== TO DO ==
Nothing in the data may be altered as it is transcribed.

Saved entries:
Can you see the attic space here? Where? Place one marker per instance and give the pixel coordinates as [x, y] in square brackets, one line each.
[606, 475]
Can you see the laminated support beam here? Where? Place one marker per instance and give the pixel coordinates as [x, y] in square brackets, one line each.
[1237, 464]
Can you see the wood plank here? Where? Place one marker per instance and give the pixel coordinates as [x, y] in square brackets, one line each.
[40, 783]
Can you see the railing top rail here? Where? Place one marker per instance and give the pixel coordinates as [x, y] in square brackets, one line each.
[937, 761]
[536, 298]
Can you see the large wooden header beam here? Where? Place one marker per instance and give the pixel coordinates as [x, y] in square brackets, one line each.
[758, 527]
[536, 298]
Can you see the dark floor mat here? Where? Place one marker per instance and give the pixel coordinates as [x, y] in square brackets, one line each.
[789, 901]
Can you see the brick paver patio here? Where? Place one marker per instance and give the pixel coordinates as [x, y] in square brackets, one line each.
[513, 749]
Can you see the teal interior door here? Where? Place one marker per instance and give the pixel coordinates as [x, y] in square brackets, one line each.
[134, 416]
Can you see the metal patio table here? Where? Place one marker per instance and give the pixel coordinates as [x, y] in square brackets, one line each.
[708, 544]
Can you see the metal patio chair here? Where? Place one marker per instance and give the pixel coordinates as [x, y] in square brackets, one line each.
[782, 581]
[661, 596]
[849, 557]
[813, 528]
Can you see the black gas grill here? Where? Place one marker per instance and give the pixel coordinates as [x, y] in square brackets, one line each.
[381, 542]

== ANSWER ==
Can you see the attic space here? Where? Place one marker per instance and give the pixel coordinates as [x, y] in square brackets, one line each.
[606, 475]
Can you see the laminated support beam here? Where? Place one marker per instance and give the pixel coordinates as [x, y] in square brackets, one line each.
[1237, 464]
Can you see the wood plank here? Where? Place one marker per instance and give the pixel coordinates as [x, y] in square brackets, one line each.
[40, 783]
Can you see the railing top rail here? Where? Place one marker per instance and give the pixel coordinates as [x, y] in square brackets, one line each.
[937, 761]
[536, 298]
Can you see the large wooden header beam here? Where? Place one marker per instance and give the pixel coordinates as [x, y] in square brackets, one line each.
[758, 527]
[536, 298]
Can you see the dark floor mat here? Where? Place one marker per instance and give the pixel coordinates as [x, y] in square brackets, one line each.
[789, 901]
Can you see the brick paver patio here? Where? Place one marker per instance and give the pixel coordinates as [x, y] in square brackets, one line each.
[513, 749]
Can you see the teal interior door here? Where? Place one marker per instance and give the pixel coordinates as [x, y] in square brackets, one line each.
[134, 416]
Can you see the metal patio table here? Where? Place one marker per instance and give the pixel coordinates as [x, y] in square brackets, one line each.
[708, 544]
Can you see the metal patio chair here? Where? Place one marker per instance and give the pixel coordinates as [x, y] in square brackets, one line each.
[782, 581]
[661, 596]
[849, 557]
[813, 528]
Can you see the black gas grill here? Where? Place one marker per instance and give the pixel coordinates as [x, y] in square brackets, one line each.
[381, 542]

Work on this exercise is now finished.